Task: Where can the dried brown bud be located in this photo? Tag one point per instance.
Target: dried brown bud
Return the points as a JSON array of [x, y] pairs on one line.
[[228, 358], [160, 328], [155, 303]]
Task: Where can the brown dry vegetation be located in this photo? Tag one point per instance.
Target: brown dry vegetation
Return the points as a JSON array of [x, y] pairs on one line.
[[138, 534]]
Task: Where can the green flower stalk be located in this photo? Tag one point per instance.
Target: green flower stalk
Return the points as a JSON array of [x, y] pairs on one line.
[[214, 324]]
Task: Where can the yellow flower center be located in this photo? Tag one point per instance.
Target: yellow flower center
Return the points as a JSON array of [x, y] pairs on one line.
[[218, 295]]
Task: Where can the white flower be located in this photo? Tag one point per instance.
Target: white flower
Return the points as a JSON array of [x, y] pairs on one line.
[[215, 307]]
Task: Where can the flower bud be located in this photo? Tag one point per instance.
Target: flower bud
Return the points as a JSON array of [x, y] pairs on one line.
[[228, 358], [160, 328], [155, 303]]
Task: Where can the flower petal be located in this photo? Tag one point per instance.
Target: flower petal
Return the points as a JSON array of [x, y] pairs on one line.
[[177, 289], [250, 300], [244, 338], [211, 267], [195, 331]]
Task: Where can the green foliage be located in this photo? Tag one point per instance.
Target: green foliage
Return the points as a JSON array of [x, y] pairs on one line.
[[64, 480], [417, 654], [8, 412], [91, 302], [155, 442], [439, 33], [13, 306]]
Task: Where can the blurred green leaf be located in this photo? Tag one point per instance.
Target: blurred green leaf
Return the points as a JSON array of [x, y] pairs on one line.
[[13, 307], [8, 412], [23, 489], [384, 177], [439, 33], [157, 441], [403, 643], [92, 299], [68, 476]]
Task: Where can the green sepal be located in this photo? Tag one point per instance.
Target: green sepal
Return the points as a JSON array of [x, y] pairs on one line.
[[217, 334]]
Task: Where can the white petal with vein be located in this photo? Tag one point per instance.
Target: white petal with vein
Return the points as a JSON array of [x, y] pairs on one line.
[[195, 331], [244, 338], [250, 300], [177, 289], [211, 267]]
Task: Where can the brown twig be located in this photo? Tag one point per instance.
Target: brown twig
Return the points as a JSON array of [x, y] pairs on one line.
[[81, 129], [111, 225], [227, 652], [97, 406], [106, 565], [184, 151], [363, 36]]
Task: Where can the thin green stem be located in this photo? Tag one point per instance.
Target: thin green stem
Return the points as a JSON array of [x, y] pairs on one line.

=======

PROBLEM REQUIREMENTS:
Rewrite the records from the beginning through the line containing "[[218, 295]]", inclusive, as a two-column CSV with the header row text,answer. Give one row per record: put its wording in the text column and its answer in the answer column, each in a single quoted field with line breaks replaced by spaces.

FINAL ANSWER:
text,answer
"Task: Where can the dried brown bud be located in this photo? Tag one point per instance. Target: dried brown bud Return the points as a JSON array of [x, y] pairs on one line.","[[228, 358], [160, 328], [155, 303]]"
"Task: Where can the brown dry vegetation be located in this photo? Tag one point per instance. Target: brown dry vegetation Return the points as a JSON array of [x, y] pairs on one line.","[[138, 534]]"
"Task: Where can the green flower stalk be located in this photo? Tag one point per instance. Target: green flower stalk Return the points as a JSON array of [x, y] pairs on one line.","[[214, 324]]"
"Task: Where can the yellow flower center be located in this photo? Tag one point per instance. Target: yellow flower center Return the points as a JSON array of [x, y] pairs on one line.","[[218, 295]]"